**EXTRACTED DATA**
---
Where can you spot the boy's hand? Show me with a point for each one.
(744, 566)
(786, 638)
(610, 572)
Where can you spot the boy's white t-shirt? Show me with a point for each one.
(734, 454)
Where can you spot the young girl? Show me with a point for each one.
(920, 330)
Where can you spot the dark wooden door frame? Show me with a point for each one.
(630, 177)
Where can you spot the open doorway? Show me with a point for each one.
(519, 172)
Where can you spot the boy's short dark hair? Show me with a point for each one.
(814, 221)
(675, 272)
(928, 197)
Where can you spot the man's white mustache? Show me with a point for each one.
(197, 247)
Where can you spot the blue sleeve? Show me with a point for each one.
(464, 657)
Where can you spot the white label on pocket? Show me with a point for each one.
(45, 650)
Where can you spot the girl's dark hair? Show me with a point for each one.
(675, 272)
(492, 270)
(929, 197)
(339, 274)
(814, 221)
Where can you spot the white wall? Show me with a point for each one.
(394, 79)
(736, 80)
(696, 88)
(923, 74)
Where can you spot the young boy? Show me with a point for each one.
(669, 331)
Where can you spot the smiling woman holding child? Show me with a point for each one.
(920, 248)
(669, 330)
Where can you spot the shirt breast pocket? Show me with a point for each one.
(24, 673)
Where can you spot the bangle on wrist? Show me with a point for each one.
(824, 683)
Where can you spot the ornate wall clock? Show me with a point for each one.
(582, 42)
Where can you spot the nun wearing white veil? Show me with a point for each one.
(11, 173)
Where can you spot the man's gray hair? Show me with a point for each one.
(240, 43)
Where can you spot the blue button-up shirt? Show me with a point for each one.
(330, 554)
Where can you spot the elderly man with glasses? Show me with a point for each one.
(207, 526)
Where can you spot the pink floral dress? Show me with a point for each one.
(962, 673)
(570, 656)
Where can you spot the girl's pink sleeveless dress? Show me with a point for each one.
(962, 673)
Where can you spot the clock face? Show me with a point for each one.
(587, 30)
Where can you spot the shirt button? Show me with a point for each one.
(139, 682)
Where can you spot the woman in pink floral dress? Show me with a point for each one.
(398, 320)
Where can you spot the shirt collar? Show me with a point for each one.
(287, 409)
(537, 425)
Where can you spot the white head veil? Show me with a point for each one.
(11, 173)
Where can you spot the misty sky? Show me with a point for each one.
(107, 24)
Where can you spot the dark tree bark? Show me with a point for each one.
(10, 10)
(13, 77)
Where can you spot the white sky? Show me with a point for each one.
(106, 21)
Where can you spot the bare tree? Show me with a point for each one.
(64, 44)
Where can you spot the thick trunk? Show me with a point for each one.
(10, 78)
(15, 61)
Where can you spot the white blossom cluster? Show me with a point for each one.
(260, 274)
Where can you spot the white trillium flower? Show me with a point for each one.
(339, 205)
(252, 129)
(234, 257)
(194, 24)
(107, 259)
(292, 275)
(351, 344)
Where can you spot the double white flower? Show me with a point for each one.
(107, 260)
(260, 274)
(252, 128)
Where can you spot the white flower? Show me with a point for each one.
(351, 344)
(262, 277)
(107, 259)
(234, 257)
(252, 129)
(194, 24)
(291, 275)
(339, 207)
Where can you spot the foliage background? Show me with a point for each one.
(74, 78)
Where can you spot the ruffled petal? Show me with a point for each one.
---
**EXERCISE DIRECTIONS**
Give back the entries exactly, so that each line matches the original.

**RESULT**
Where can you spot the boy's hand? Show me with a point for each one.
(744, 566)
(786, 638)
(610, 572)
Where can you spot the boy's white t-shirt? Show me with a point for each one.
(734, 454)
Where can you spot the young girl? Show me with a point for each one.
(920, 330)
Where can you spot the dark wooden door frame? Show me with a point for each one.
(630, 177)
Where can you spot the open doorway? Show me with a point for each one.
(519, 172)
Where can you spot the boy's short dark hair? Show me with a point for each one.
(814, 221)
(675, 272)
(928, 197)
Where can you spot the man's white mustache? Show me with a point for each one.
(197, 247)
Where can you spot the blue sleeve? Show me with a point for each one.
(464, 657)
Where can you spot the white label on pocket? Show me with a point for each one.
(45, 650)
Where can you spot the girl's dark hair? Show me with a point for each one.
(675, 272)
(492, 270)
(929, 197)
(339, 274)
(814, 221)
Where can you spot the white wall? Show me with a point for each one.
(394, 79)
(736, 80)
(696, 88)
(923, 74)
Where can you spot the young boy? Show me with a point for each one.
(669, 331)
Where can you spot the smiling woman holding child? Show me with a point for each one.
(920, 248)
(669, 330)
Where can you spot the shirt breast pocket? Show me with a point for each one.
(24, 673)
Where can you spot the bangle on wrist? Show me with a point for each one.
(824, 683)
Where can you spot the ornate wall clock? Show me with a point for each one.
(582, 42)
Where can you spot the nun wearing white veil? Show me with a point for each one.
(11, 173)
Where can you spot the man's gray hair? Show me with a point for each one.
(240, 43)
Where can you spot the blue button-up shirt? Show me with a point for each one.
(330, 554)
Where can you spot the elderly man with glasses? Show me with a point for each one.
(207, 526)
Where can you spot the pink floral dress? Show me with a point for each one.
(962, 673)
(570, 656)
Where can you spot the girl's pink sleeveless dress? Show me with a point for each one.
(962, 673)
Where can you spot the clock face? Show me with a point for each one.
(587, 30)
Where can you spot the shirt button? Show me with a point for each one.
(139, 682)
Where can you spot the woman in pink floral dress? Show me with a point for each one.
(398, 320)
Where can you spot the shirt collar? Show me with a point for each one.
(287, 409)
(537, 425)
Where can you spot the white head veil? Show me with a point for each one.
(11, 173)
Where can you spot the misty sky? Show me with a point for each one.
(107, 24)
Where can you spot the dark tree bark? Show me with a point for each one.
(10, 10)
(13, 77)
Where can you spot the white sky? Show me with a point for each one.
(106, 21)
Where can you spot the bare tree? Show me with a point for each one.
(64, 44)
Where can you spot the thick trunk? Show me with a point for each one.
(10, 78)
(15, 61)
Where can you spot the white blossom cluster? Show me with a point for each one.
(260, 274)
Where can you spot the white trillium flower? Show me with a point for each one.
(339, 205)
(252, 129)
(234, 257)
(194, 24)
(107, 259)
(292, 275)
(351, 344)
Where can you spot the double white flower? Show me with a point for each one.
(107, 260)
(260, 274)
(252, 128)
Where can you spot the white flower? Show me with a point for each one.
(351, 344)
(262, 277)
(107, 259)
(234, 257)
(252, 129)
(194, 24)
(291, 275)
(339, 207)
Where can you spot the foliage background? Show me with a point for each one.
(74, 78)
Where can you spot the ruffled petal? Show me with a point for each one.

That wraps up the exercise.